With these caveats in mind, let’s look at DNS resolution as a market and use these measurements to assess the degree of concentration in the supply of DNS name resolution services.

Firstly, we need to look at the nature of name resolution. When a user’s application wishes to resolve a DNS name, the local DNS agent (the stub resolver) will pass the query to a preconfigured recursive resolver. The recursive resolver will then perform a series of queries to various authoritative servers to discover the appropriate server that is authoritative for the DNS name that is being resolved, followed by the actual query for the domain name. When it has assembled the DNS response, it will pass it back to the stub resolver. So, in general, there are two distinct steps in DNS name resolution, ‘stub-to-recursive’ and ‘recursive-to-authoritative’ (Figure 2).

How should we look at the market share (and potential market concentration) of these two steps in DNS name resolution?

For the stub-to-recursive analysis, it’s not the name itself that matters, as recursive resolvers are meant to provide resolution for all names. So, we need to look at a metric of use or dependency. This could be the query counts being presented to each recursive resolver, or even the number of distinct users (or distinct stub resolvers) that use the services of each recursive resolver.

This metric of user population does not apply to authoritative servers, as, in theory, every authoritative server could be queried by any recursive resolver on behalf of any user. Perhaps a query count per authoritative server would make more sense, in that a highly popular name would be equivalent in many ways to a large count of seldomly used names. If we are looking at the market concentration of authoritative server providers the names themselves are not as important as the server operator, so we probably need a way to associate an authoritative server with a provider and look at the query counts for each provider.

A. Concentration in the recursive resolver market

For this part of the study, we would like to understand the distribution of users per recursive resolver. This is, of course, a challenging question and the approach we’ve used to answer this question is to use a sampling technique. At APNIC Labs we’ve used online ads to distribute a measurement script to millions of distinct users per day. Each invocation of the script generates a unique DNS name to resolve, and the name is uniquely served by our nameservers. By looking at the logs from the authoritative server we can associate a recursive resolver with each user that ran the test and aggregate the data to generate the relative user population served by each recursive resolver (Figure 3).

Figure 3 — Mapping users to recursive resolvers.

We need to map the resolver ‘helper’ addresses seen by our authoritative server to a resolver service, and to do this we need to map the various back-end DNS addresses to the front-side recursive resolver service. RIPE Atlas helped here for those cases where the open resolver operator does not publish this information.

We then map resolvers into a number of categories based on the resolver’s IP address. The categories we use are:

The resolver is in the same Autonomous System (AS) as the end user (ISP’s recursive resolver) (sameas).

### WRITTEN TASK 1
According to the DNS resolution text, what did APNIC Labs use to distribute its measurement script to millions of distinct users per day?
### WRITTEN TASK 2
Write the next part of the DNS resolution text, picking up after its final sentence.
The rows have no connection to the DNS resolution text.

### PROVIDED MATERIAL
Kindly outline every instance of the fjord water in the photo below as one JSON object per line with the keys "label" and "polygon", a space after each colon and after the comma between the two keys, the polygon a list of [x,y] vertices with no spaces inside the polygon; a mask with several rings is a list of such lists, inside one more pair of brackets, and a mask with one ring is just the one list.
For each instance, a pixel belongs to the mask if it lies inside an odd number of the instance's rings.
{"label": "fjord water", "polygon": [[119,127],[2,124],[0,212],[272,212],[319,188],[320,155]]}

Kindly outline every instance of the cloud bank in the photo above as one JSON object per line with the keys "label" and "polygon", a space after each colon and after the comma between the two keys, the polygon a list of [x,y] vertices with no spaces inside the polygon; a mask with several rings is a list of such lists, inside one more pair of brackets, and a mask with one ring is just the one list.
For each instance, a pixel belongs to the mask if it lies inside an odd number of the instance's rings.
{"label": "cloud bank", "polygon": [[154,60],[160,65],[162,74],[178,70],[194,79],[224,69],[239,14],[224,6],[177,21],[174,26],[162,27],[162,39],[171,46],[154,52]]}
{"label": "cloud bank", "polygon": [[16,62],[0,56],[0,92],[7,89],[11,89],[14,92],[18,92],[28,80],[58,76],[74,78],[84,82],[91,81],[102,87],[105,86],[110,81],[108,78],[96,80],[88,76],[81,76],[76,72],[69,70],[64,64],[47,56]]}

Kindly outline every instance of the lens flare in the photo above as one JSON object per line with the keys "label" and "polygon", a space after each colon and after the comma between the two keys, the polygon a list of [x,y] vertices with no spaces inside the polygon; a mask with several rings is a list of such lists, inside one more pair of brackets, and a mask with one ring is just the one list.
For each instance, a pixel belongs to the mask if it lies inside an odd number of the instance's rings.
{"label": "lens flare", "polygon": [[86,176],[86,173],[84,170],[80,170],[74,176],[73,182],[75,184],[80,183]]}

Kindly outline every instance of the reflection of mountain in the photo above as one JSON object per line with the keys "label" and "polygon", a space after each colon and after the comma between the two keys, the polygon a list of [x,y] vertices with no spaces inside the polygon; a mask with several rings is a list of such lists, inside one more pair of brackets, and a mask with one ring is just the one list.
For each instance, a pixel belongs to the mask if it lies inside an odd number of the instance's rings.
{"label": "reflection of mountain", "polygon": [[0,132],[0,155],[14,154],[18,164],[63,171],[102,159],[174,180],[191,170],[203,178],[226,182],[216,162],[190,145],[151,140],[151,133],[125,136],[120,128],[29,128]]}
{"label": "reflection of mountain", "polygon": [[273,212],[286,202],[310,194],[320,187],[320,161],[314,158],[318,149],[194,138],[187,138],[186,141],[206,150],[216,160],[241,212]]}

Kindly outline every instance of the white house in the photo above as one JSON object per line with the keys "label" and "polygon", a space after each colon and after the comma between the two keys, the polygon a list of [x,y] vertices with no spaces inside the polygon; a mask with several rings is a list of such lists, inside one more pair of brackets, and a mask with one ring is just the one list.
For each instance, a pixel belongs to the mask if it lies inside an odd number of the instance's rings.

...

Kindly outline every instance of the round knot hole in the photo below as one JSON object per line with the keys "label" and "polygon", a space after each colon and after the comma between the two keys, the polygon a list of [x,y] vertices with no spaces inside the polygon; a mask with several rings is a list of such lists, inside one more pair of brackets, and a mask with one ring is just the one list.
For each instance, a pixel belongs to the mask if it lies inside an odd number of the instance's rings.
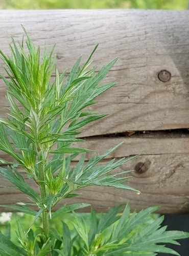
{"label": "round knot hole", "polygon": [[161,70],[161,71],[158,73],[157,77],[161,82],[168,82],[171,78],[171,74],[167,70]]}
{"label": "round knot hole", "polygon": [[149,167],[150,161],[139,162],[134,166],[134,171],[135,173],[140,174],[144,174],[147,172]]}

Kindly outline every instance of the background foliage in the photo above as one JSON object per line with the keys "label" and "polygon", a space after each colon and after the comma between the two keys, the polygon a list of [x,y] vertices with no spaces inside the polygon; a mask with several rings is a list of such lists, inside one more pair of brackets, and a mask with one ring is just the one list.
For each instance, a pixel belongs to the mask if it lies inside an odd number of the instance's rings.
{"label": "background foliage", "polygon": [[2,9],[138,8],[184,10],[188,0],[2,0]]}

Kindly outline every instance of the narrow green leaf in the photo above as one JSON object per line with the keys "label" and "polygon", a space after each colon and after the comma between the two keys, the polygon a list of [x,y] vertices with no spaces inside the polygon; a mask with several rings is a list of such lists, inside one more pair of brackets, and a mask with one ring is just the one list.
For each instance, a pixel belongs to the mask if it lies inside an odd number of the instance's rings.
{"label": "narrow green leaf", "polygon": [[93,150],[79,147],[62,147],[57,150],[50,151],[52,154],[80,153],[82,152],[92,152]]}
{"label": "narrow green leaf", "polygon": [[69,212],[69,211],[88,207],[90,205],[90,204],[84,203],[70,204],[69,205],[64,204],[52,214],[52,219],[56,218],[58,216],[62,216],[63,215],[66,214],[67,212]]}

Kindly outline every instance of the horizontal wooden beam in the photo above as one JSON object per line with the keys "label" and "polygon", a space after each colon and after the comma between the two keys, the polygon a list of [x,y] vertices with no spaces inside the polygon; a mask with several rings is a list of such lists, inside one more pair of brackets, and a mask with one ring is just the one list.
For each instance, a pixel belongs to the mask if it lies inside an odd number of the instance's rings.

### FINAL ANSWER 1
Online ads.

### FINAL ANSWER 2
It’s a known Open DNS resolver.
The resolver address is geo-located to the same CC as the end user (samecc).
The resolver address is geo-located to a different CC from the end user (diffcc).

The results of this measurement are shown in Figure 4.

The current resolver use profile is shown in Table 1. Some two-thirds of users direct their queries to the recursive resolver that is operated by their ISP, and 15% of users direct their queries to a recursive resolver that is geolocated to the same economy as they are, which is likely to be their ISP using a recursive resolver in a different AS. A total of 14.0% of users have their queries resolved by Google’s Public DNS resolver, 3.2% of users use Cloudflare’s DNS resolution service, and no other open DNS provider has a share of more than 0.5% of users.

Resolver	User Share
sameas	65.0%
samecc	15.1%
diffcc	0.5%
All Open Resolvers	20.0%
Google Public DNS	14.0%
Cloudflare 1.1.1.1	3.2%
OneDNS (China)	0.5%
OpenDNS	0.5%
DNSPAI (China)	0.4%
Level3	0.5%
114DNS (China)	0.2%
Green Team (Israel)	0.05%
Quad9	0.05%
Neustar	0.02%

Table 1 — Recursive resolver market share.

All of the open resolvers collectively have 20% of the market share of DNS resolution. We can map this data into a relative market share in each national economy, looking at the relative importance of open DNS resolver services per economy. This distribution is shown in Figure 5.

Figure 5 — Distribution of the use of open resolvers per economy.

This per-economy data indicates that open DNS recursive resolvers are used as the dominant form of DNS resolution in some African economies, Guyana, Iran, Afghanistan, and Turkmenistan. We can observe that open recursive resolvers are not the dominant provider in most economies other than in Africa and a small collection of central Asian economies.

However, we also observe from Table 1 that the use of Google’s service is more than four times larger in terms of market share than the next-largest open DNS recursive resolver provider, so it is useful to take the same per-economy perspective and apply it to the use of Google’s Public DNS (PDNS) service. This distribution is shown in Figure 6.

Figure 6 — Distribution of the use of Google’s public DNS per economy.

The two distributions are somewhat similar, with the dominant use of Google’s service in parts of central and eastern Africa, Iran, and Afghanistan. We can invert the question and look at this from the perspective of Google’s PDNS service by looking at the distribution of users who use this service (Figure 7).

Figure 7 — Distribution of Google’s PDNS users.

Here the large user populations of India and Brazil come into play. 17% of all Google PDNS users are located in India, 8% in Brazil, and 5% in the US.

Given that the use of ISP-provided recursive resolution occurs for between 65% to 80% of users (depending on the attribution of the samecc resolver category, which is the same economy but different AS), and the known open resolvers have a 20% market share, Google is not the dominant recursive resolver service provider in most national markets (Figure 6). The HHI Index of the open resolvers as a subset of the DNS recursive resolution market is 4%, and Google’s position is 2%

Is this recursive resolver market centralized? No.

What if we constrain our view to look only at the open DNS resolvers, and omit the DNS services operated by an ISP for their user base?

Single Entity Dominance: Google has 68.7% of the open DNS resolver market.
Four-Firm Concentration: Google, Cloudflare, 114 DNS and OpenDNS have a 91.6% market share.
HHI Index: 49%.

If we constrain our view to just the open resolver market sector we observe a highly centralized environment, with Google having a controlling (or dominant) position.

Caveats and comments

There are a number of caveats to these results based on the nature of the DNS and the nature of the users that are being measured.

What is being measured here?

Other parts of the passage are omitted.